— Start of Dataset rows —

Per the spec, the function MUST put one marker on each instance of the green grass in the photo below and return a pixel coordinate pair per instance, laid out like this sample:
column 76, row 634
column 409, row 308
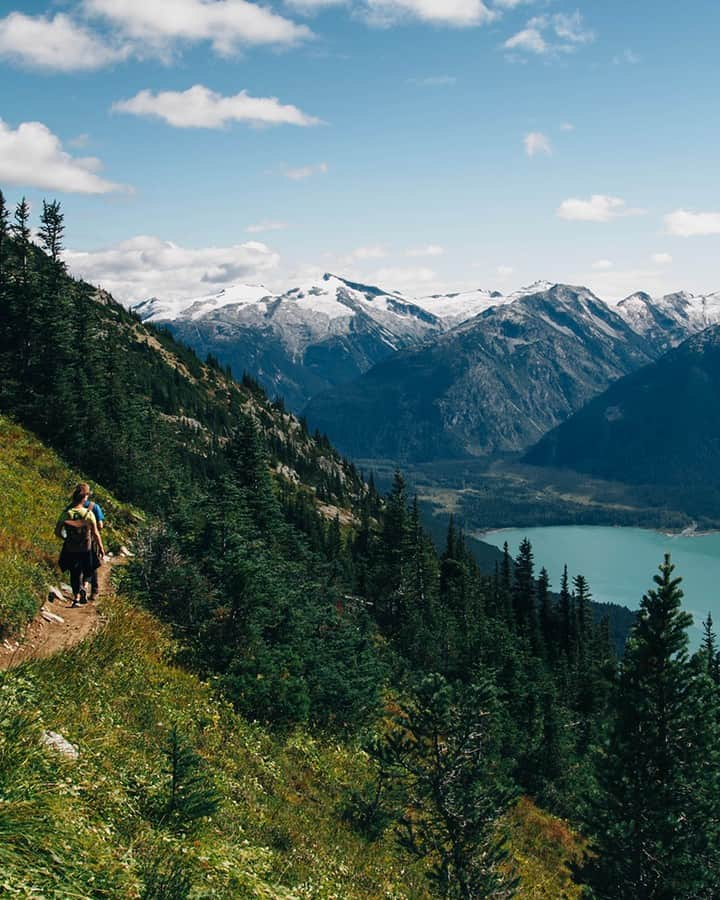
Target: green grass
column 89, row 828
column 35, row 485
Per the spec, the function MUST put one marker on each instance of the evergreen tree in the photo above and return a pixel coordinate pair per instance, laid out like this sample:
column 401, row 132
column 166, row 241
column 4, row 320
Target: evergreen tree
column 656, row 822
column 567, row 615
column 52, row 230
column 709, row 653
column 524, row 594
column 443, row 754
column 546, row 612
column 4, row 235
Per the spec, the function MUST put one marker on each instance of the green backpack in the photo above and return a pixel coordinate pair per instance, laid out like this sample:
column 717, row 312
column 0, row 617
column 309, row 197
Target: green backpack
column 78, row 540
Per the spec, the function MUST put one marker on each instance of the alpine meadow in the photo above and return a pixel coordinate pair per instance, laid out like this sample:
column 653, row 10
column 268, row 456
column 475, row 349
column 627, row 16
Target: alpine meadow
column 271, row 623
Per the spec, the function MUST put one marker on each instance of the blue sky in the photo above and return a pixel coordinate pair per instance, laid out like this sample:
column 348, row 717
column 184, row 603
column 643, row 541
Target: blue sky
column 423, row 144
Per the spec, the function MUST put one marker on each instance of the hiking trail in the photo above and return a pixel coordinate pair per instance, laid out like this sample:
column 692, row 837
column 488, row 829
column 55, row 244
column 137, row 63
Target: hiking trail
column 45, row 637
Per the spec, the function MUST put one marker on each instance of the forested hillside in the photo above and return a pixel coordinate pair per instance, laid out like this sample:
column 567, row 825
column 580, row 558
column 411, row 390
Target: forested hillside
column 304, row 600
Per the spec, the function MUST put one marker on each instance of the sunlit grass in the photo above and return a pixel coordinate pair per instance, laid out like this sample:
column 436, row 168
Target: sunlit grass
column 35, row 486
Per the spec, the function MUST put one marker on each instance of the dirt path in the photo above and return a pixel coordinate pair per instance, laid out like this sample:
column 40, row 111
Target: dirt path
column 43, row 638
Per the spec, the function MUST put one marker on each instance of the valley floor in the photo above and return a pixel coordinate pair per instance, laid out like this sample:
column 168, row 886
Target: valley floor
column 487, row 494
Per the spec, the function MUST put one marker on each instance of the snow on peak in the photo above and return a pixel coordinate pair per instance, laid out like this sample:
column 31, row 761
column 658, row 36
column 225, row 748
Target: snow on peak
column 155, row 310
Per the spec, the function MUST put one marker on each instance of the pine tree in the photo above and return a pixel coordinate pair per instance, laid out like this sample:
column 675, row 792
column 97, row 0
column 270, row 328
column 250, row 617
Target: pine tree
column 5, row 325
column 546, row 612
column 709, row 653
column 4, row 234
column 21, row 296
column 656, row 821
column 52, row 230
column 567, row 615
column 442, row 753
column 524, row 594
column 388, row 577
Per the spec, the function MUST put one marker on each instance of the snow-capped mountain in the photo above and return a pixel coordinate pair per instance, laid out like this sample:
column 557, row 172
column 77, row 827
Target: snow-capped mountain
column 495, row 383
column 327, row 333
column 314, row 336
column 155, row 310
column 669, row 320
column 303, row 341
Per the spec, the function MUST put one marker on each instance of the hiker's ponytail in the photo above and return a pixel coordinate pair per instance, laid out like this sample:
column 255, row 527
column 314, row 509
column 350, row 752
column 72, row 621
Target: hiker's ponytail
column 81, row 491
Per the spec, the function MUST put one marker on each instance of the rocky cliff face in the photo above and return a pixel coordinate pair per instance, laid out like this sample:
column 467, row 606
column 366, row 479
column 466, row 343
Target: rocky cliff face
column 659, row 425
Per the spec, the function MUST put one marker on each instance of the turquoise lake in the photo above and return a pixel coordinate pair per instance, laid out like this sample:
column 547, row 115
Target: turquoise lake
column 619, row 563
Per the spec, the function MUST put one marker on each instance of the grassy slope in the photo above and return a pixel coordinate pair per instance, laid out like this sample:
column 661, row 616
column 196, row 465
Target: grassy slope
column 90, row 828
column 35, row 485
column 87, row 828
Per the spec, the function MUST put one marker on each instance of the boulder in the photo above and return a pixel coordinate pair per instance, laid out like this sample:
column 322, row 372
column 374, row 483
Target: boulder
column 57, row 742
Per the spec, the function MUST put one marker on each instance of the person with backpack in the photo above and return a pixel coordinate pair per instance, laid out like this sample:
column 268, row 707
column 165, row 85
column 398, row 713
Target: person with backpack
column 77, row 527
column 96, row 510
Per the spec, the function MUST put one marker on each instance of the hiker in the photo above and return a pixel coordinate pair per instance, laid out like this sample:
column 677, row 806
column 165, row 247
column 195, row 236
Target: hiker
column 96, row 510
column 77, row 527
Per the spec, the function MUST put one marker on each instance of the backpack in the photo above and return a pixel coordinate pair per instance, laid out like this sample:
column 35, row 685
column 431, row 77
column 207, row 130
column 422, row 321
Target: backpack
column 78, row 540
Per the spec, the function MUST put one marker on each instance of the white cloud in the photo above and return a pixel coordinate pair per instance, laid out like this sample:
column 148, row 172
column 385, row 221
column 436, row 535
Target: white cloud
column 32, row 156
column 627, row 56
column 560, row 33
column 262, row 227
column 364, row 253
column 56, row 44
column 308, row 7
column 529, row 39
column 458, row 13
column 429, row 250
column 299, row 174
column 146, row 266
column 684, row 223
column 434, row 81
column 227, row 24
column 570, row 27
column 599, row 208
column 79, row 141
column 537, row 142
column 199, row 107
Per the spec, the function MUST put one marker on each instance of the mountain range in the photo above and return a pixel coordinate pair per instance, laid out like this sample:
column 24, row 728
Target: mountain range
column 659, row 425
column 445, row 376
column 308, row 339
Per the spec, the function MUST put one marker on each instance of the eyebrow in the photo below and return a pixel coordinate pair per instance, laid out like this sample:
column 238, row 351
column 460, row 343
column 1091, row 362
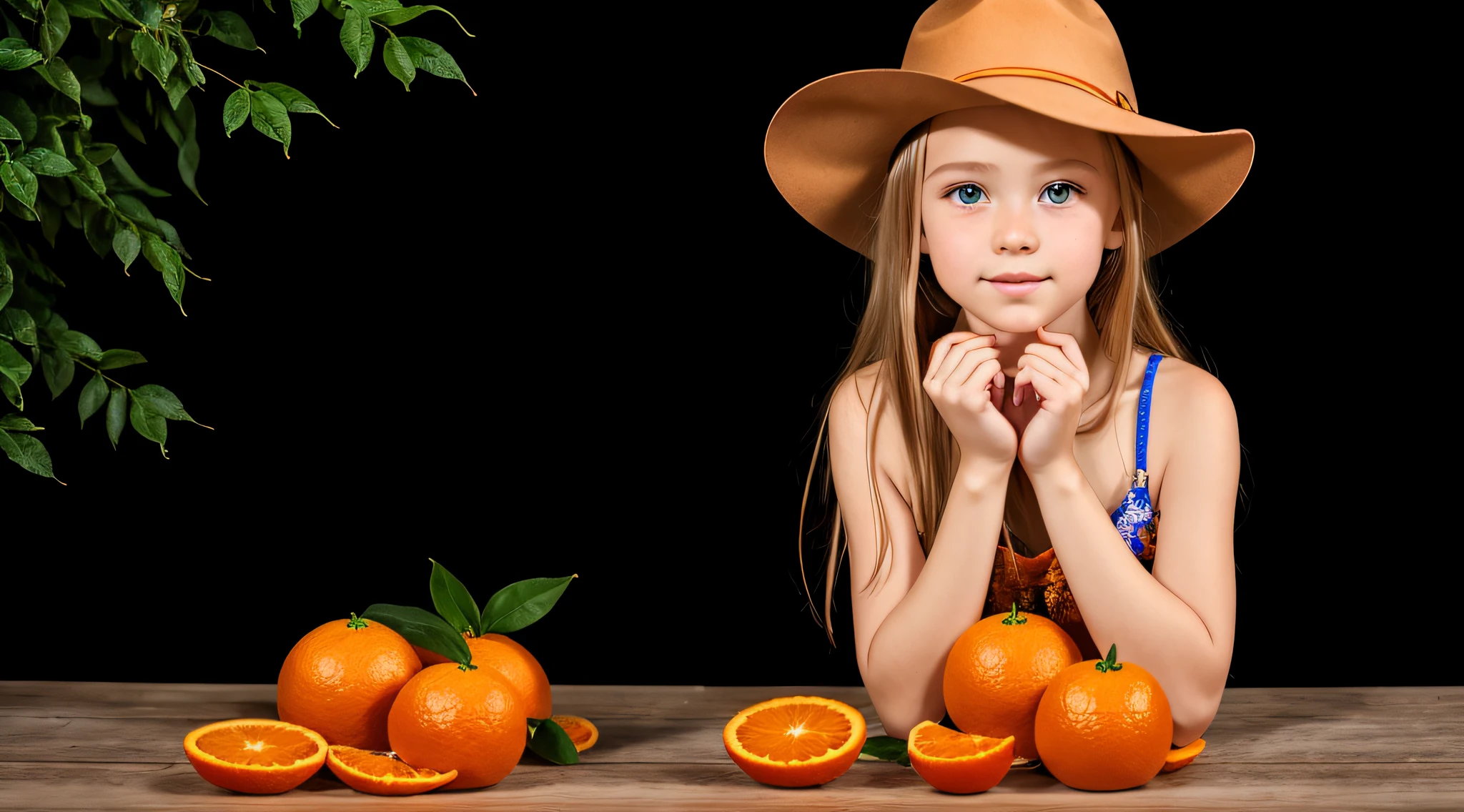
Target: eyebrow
column 980, row 167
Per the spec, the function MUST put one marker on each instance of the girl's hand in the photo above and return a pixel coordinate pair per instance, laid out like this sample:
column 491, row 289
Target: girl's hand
column 965, row 384
column 1054, row 370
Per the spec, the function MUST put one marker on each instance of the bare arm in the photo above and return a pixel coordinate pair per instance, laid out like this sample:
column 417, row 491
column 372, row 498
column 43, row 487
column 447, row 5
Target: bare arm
column 1179, row 623
column 906, row 620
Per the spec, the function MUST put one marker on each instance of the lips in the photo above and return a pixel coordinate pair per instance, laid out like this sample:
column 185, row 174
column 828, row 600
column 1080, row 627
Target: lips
column 1017, row 284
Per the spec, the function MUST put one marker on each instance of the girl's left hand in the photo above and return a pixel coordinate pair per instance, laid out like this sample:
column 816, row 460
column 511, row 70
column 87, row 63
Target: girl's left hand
column 1053, row 367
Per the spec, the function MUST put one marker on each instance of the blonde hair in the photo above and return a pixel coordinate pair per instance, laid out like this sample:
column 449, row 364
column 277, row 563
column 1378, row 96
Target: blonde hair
column 906, row 312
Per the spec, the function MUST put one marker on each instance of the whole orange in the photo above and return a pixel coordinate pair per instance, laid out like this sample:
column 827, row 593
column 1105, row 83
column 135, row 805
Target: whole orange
column 1104, row 726
column 342, row 678
column 997, row 670
column 468, row 721
column 511, row 660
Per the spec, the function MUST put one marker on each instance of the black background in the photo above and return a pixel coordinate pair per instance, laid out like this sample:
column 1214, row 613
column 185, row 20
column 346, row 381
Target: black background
column 568, row 325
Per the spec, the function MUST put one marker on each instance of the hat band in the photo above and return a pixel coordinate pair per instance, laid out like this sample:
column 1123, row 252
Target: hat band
column 1117, row 100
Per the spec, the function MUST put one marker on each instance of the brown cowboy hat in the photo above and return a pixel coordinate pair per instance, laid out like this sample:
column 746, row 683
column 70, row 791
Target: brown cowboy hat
column 829, row 145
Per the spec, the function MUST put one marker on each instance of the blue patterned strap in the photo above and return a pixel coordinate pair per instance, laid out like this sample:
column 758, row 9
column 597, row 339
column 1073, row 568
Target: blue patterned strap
column 1141, row 454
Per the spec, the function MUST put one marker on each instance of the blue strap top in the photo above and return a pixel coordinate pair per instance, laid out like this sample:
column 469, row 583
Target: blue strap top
column 1135, row 518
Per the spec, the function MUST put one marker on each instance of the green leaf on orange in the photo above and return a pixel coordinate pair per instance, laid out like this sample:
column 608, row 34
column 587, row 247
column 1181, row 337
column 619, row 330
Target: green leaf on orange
column 422, row 630
column 886, row 748
column 551, row 742
column 452, row 602
column 520, row 605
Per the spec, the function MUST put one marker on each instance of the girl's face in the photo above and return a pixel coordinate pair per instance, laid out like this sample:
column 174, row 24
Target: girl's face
column 1017, row 211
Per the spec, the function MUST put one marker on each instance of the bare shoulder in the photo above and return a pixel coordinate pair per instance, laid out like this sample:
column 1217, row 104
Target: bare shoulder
column 1192, row 397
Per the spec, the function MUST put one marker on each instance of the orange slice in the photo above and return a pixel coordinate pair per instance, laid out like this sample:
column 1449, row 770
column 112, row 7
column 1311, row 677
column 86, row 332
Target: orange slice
column 255, row 756
column 796, row 741
column 378, row 773
column 582, row 731
column 959, row 763
column 1182, row 756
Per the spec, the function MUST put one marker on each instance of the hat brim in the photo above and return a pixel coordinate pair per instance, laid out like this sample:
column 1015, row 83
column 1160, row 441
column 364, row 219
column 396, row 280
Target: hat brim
column 829, row 145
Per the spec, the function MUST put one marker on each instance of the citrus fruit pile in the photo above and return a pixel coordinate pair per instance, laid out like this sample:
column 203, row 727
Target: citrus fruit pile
column 1018, row 693
column 356, row 695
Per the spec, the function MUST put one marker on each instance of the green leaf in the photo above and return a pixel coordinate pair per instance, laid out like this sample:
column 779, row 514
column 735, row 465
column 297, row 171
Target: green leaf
column 160, row 401
column 166, row 261
column 122, row 9
column 85, row 9
column 422, row 630
column 520, row 605
column 59, row 76
column 357, row 39
column 229, row 28
column 57, row 369
column 76, row 345
column 269, row 117
column 153, row 56
column 302, row 11
column 12, row 392
column 293, row 100
column 28, row 452
column 149, row 425
column 431, row 57
column 886, row 748
column 93, row 395
column 18, row 53
column 18, row 325
column 452, row 602
column 47, row 163
column 54, row 28
column 236, row 109
column 19, row 182
column 129, row 177
column 113, row 359
column 16, row 423
column 100, row 227
column 116, row 415
column 551, row 742
column 397, row 16
column 99, row 152
column 127, row 244
column 12, row 366
column 399, row 64
column 176, row 88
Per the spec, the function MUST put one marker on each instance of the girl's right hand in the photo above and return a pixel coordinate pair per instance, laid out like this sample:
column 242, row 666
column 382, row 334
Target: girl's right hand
column 965, row 382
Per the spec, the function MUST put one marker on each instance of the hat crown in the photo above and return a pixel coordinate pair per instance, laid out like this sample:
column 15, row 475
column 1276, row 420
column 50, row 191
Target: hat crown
column 955, row 39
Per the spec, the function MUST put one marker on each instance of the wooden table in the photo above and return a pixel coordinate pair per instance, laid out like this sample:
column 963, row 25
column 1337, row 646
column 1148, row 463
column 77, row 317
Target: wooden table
column 76, row 745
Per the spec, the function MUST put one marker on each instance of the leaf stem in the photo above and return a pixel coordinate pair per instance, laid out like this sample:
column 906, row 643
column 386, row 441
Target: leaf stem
column 207, row 68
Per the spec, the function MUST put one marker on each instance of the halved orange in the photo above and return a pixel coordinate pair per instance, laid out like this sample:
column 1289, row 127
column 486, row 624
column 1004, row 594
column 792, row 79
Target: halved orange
column 796, row 741
column 959, row 763
column 582, row 731
column 255, row 756
column 1182, row 756
column 378, row 773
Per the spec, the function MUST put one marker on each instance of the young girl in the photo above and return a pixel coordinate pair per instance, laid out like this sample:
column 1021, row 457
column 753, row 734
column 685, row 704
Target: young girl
column 1014, row 397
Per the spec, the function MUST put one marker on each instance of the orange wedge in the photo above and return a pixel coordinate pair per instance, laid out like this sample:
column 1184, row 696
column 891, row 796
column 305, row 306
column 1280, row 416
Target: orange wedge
column 255, row 756
column 796, row 741
column 582, row 731
column 959, row 763
column 378, row 773
column 1182, row 756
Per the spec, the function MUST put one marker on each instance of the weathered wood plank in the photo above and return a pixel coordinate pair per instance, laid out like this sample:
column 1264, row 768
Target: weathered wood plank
column 693, row 788
column 673, row 723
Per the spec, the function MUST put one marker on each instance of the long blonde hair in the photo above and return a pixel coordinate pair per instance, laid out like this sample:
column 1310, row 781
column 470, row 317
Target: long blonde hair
column 906, row 312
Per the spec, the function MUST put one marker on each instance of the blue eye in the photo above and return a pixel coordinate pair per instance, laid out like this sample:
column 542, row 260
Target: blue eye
column 969, row 194
column 1059, row 194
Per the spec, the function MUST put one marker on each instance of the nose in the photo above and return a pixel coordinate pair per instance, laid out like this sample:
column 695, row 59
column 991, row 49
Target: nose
column 1015, row 232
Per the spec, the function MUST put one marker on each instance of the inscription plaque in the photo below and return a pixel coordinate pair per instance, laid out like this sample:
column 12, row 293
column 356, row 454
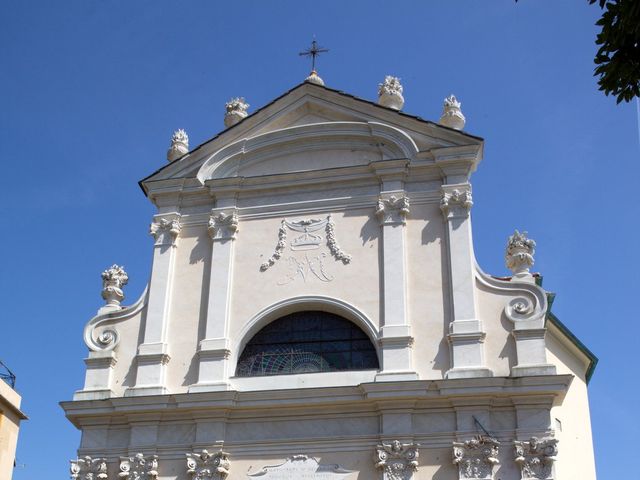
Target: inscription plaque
column 301, row 467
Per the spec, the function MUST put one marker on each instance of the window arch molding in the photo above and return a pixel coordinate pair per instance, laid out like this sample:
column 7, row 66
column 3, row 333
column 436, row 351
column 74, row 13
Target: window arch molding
column 299, row 304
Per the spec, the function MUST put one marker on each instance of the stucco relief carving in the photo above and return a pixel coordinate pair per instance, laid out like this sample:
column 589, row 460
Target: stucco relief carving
column 223, row 225
column 396, row 460
column 139, row 467
column 392, row 210
column 113, row 279
column 519, row 253
column 87, row 468
column 456, row 202
column 303, row 263
column 165, row 231
column 476, row 458
column 203, row 465
column 536, row 457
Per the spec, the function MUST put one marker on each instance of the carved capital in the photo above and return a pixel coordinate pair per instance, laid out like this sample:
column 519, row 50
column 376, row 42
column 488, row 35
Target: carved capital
column 535, row 458
column 165, row 231
column 519, row 254
column 392, row 210
column 113, row 279
column 203, row 465
column 87, row 468
column 139, row 467
column 476, row 458
column 396, row 460
column 223, row 225
column 456, row 201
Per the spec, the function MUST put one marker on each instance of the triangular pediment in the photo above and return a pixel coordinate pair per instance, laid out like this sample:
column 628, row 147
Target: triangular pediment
column 299, row 116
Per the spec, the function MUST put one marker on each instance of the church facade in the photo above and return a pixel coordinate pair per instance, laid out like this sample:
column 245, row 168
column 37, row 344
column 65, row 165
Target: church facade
column 315, row 311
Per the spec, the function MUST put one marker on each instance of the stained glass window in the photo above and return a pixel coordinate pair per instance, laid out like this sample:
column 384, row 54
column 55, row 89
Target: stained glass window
column 307, row 342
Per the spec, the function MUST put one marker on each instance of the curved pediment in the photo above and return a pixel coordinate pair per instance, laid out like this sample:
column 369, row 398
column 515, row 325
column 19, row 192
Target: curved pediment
column 308, row 147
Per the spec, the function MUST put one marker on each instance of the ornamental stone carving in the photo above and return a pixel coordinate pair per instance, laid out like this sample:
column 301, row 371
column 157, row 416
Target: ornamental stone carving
column 519, row 254
column 139, row 467
column 165, row 231
column 88, row 468
column 476, row 458
column 456, row 202
column 179, row 145
column 235, row 111
column 223, row 225
column 452, row 116
column 203, row 465
column 536, row 458
column 113, row 279
column 390, row 93
column 396, row 460
column 392, row 210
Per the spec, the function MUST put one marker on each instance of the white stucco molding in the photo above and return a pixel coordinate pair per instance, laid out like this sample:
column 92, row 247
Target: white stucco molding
column 526, row 309
column 391, row 141
column 301, row 303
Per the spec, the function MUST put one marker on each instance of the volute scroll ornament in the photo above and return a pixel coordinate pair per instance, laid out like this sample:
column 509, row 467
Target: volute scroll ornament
column 87, row 468
column 536, row 457
column 204, row 466
column 396, row 460
column 476, row 458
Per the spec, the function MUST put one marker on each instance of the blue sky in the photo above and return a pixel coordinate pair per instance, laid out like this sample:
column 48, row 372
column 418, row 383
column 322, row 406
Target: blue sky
column 91, row 92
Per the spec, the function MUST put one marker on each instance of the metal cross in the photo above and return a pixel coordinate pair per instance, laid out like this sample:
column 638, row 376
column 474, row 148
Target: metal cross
column 313, row 52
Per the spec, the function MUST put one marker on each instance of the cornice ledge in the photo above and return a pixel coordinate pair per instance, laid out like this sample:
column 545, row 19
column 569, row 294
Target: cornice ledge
column 98, row 339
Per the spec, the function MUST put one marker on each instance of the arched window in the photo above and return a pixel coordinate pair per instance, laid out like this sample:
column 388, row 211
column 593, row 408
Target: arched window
column 307, row 342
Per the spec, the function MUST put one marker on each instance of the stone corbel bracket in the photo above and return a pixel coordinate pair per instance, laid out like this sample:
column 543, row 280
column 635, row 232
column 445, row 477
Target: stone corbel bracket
column 100, row 335
column 527, row 310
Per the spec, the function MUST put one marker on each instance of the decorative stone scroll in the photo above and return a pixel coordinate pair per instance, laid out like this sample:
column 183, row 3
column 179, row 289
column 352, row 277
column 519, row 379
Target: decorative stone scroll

— End of Dataset rows —

- **The request**:
Swap "marker" for "pin" in the records, starting at the line that contains "of the inscription" and ending at the line that contains "column 301, row 467", with everything else unchanged. Give only those lines and omit the picture.

- **Output for this exercise**:
Per the spec, the function MUST put one pin on each instance of the inscription plaque in the photo below and return a pixel coordinate pair per instance, laid out like this sample:
column 12, row 293
column 356, row 454
Target: inscription plaque
column 301, row 467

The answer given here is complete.